Data for processing ▸

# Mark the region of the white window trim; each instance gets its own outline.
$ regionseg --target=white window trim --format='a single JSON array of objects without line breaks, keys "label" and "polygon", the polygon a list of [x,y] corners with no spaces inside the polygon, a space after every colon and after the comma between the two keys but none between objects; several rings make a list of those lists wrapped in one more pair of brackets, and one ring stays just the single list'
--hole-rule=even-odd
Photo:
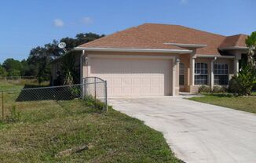
[{"label": "white window trim", "polygon": [[[206,65],[207,65],[207,74],[196,74],[195,71],[196,71],[196,64],[197,64],[197,63],[203,63],[203,64],[206,64]],[[205,70],[205,69],[203,69],[203,70]],[[197,85],[197,84],[196,84],[196,76],[199,76],[199,75],[205,75],[205,76],[207,76],[207,85],[209,85],[209,73],[208,73],[208,63],[204,63],[204,62],[196,62],[196,63],[195,63],[195,69],[194,69],[194,76],[195,76],[195,78],[194,78],[194,83],[195,83],[195,85]]]},{"label": "white window trim", "polygon": [[179,78],[180,78],[180,75],[184,75],[184,85],[180,85],[180,88],[185,88],[185,63],[180,63],[180,65],[181,64],[183,64],[183,68],[184,68],[184,73],[181,73],[181,69],[179,71]]},{"label": "white window trim", "polygon": [[[214,68],[215,67],[215,64],[226,64],[228,66],[228,74],[215,74],[214,73],[214,71],[215,71],[215,68]],[[220,70],[221,70],[221,69],[220,69]],[[214,63],[214,85],[221,85],[221,86],[227,86],[227,85],[229,85],[229,65],[228,63]],[[227,76],[227,78],[228,78],[228,85],[218,85],[218,84],[215,84],[215,75],[217,75],[217,76]]]}]

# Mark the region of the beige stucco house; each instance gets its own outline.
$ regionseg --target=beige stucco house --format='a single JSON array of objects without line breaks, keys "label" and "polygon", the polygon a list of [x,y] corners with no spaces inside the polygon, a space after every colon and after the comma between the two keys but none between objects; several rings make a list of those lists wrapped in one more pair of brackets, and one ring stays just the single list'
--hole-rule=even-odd
[{"label": "beige stucco house", "polygon": [[246,55],[247,37],[145,24],[75,50],[81,77],[106,80],[109,96],[168,96],[196,92],[202,85],[227,86]]}]

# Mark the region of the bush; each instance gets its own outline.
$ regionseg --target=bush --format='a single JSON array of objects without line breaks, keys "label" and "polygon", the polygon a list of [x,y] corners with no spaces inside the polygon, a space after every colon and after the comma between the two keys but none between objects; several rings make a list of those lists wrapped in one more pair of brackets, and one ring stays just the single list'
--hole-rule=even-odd
[{"label": "bush", "polygon": [[256,83],[256,70],[247,67],[242,69],[238,75],[229,82],[229,92],[238,96],[251,95],[251,91]]},{"label": "bush", "polygon": [[214,89],[212,90],[212,92],[214,93],[223,93],[226,92],[226,88],[223,86],[214,86]]},{"label": "bush", "polygon": [[210,92],[211,89],[210,88],[210,86],[203,85],[198,89],[198,92]]},{"label": "bush", "polygon": [[106,108],[106,105],[104,103],[94,99],[92,96],[85,96],[84,101],[87,107],[93,107],[97,110],[104,110]]}]

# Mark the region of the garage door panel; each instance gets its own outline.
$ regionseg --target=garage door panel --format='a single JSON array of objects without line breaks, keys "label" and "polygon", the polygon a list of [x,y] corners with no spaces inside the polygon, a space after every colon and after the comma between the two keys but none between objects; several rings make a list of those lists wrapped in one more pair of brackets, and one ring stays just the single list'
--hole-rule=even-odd
[{"label": "garage door panel", "polygon": [[90,58],[90,76],[107,80],[109,96],[170,94],[170,60]]}]

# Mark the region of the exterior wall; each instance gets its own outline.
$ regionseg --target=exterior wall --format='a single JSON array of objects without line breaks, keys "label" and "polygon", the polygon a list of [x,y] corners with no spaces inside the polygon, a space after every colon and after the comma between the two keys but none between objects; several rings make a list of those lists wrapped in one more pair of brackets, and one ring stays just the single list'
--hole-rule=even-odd
[{"label": "exterior wall", "polygon": [[[181,92],[189,92],[190,85],[190,54],[185,54],[180,56],[181,63],[185,65],[185,85],[179,85]],[[179,76],[177,76],[179,78]]]},{"label": "exterior wall", "polygon": [[[87,57],[88,58],[88,65],[86,65],[84,62],[82,63],[82,77],[87,77],[90,76],[90,56],[93,56],[93,55],[97,55],[97,56],[113,56],[113,55],[117,55],[119,56],[119,57],[120,56],[133,56],[134,57],[136,57],[136,56],[137,56],[138,57],[141,57],[141,56],[144,56],[145,58],[147,58],[147,56],[152,56],[152,57],[165,57],[165,56],[170,56],[173,57],[174,59],[173,60],[173,65],[170,65],[170,72],[172,73],[172,74],[170,75],[173,78],[172,82],[174,83],[171,83],[171,88],[174,89],[174,90],[172,91],[172,92],[174,92],[175,95],[178,95],[179,94],[179,64],[176,64],[175,63],[175,60],[176,58],[178,57],[178,54],[170,54],[170,53],[118,53],[118,52],[95,52],[95,51],[86,51],[84,54],[84,57]],[[174,93],[173,93],[174,94]]]}]

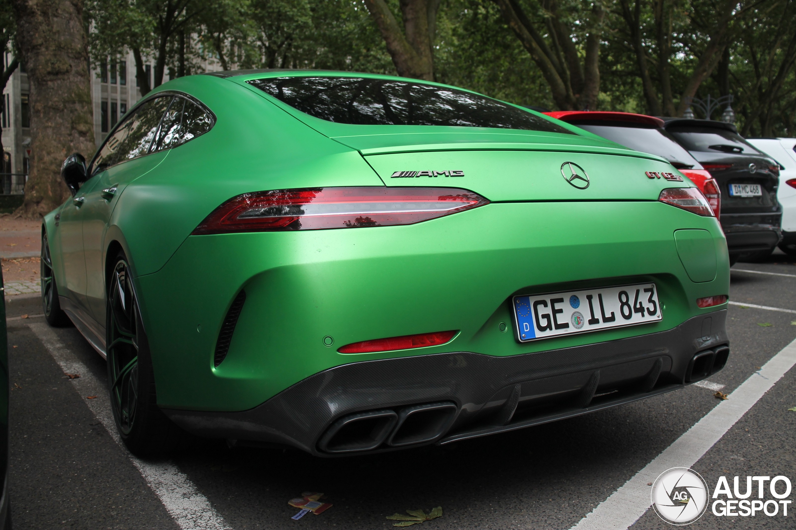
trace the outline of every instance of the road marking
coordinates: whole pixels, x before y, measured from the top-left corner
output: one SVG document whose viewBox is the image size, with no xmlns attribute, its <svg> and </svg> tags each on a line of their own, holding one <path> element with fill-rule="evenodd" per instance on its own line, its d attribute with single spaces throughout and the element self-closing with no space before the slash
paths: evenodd
<svg viewBox="0 0 796 530">
<path fill-rule="evenodd" d="M 707 379 L 703 379 L 702 381 L 698 381 L 694 383 L 694 386 L 701 386 L 703 389 L 708 389 L 708 390 L 712 390 L 713 392 L 718 392 L 726 385 L 714 383 L 713 381 L 708 381 Z"/>
<path fill-rule="evenodd" d="M 755 309 L 767 309 L 768 311 L 782 311 L 783 313 L 793 313 L 793 314 L 796 315 L 796 311 L 794 311 L 793 309 L 782 309 L 782 308 L 771 308 L 771 307 L 767 306 L 767 305 L 757 305 L 755 304 L 743 304 L 741 302 L 733 302 L 732 300 L 729 301 L 729 302 L 728 302 L 728 304 L 729 304 L 730 305 L 739 305 L 739 306 L 743 306 L 744 308 L 755 308 Z"/>
<path fill-rule="evenodd" d="M 772 357 L 757 372 L 644 469 L 597 505 L 570 530 L 625 530 L 650 508 L 650 486 L 671 467 L 691 467 L 708 452 L 736 422 L 796 364 L 796 340 Z"/>
<path fill-rule="evenodd" d="M 49 326 L 44 323 L 30 323 L 28 327 L 39 338 L 64 373 L 80 374 L 80 377 L 70 381 L 83 397 L 84 402 L 97 420 L 102 422 L 111 437 L 127 454 L 146 484 L 160 498 L 169 514 L 182 530 L 232 530 L 188 476 L 170 461 L 145 462 L 131 455 L 116 431 L 107 387 L 88 371 L 86 366 L 64 345 Z M 97 397 L 88 400 L 86 399 L 87 396 Z"/>
<path fill-rule="evenodd" d="M 731 273 L 751 273 L 752 274 L 768 274 L 769 276 L 785 276 L 789 278 L 796 278 L 796 274 L 783 274 L 782 273 L 766 273 L 762 270 L 749 270 L 748 269 L 731 269 Z"/>
</svg>

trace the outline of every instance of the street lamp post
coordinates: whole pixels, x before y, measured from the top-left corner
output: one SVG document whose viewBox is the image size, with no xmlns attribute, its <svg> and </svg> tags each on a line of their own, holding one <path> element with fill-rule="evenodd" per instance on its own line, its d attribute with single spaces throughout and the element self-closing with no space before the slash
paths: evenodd
<svg viewBox="0 0 796 530">
<path fill-rule="evenodd" d="M 691 110 L 691 106 L 696 106 L 697 109 L 702 111 L 704 114 L 705 119 L 711 119 L 711 115 L 716 109 L 720 107 L 722 105 L 727 104 L 724 108 L 724 112 L 721 114 L 721 121 L 726 122 L 728 123 L 733 123 L 736 121 L 736 113 L 730 106 L 732 100 L 735 98 L 732 94 L 728 95 L 723 95 L 720 98 L 712 98 L 710 95 L 704 99 L 700 99 L 698 98 L 686 98 L 685 101 L 689 104 L 688 109 L 683 113 L 683 118 L 687 118 L 690 119 L 694 118 L 694 112 Z"/>
</svg>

Exercise details ▸ Reproduce the lines of the records from the line with "# Mark the region of the exterior" to the line with "regionseg --target=exterior wall", both included.

The output ▸
# Mark the region of the exterior wall; each instance gets its own outline.
$ regionseg --target=exterior wall --format='a single JSON array of objects without line breaks, keys "label" and "polygon", the polygon a list of [x,y] corners with no spaces inside the polygon, a space after every colon and after the comma between the two keys but none between objects; several rings make a list of those lists wrapped in one more pair of brackets, and one ring stays just the single list'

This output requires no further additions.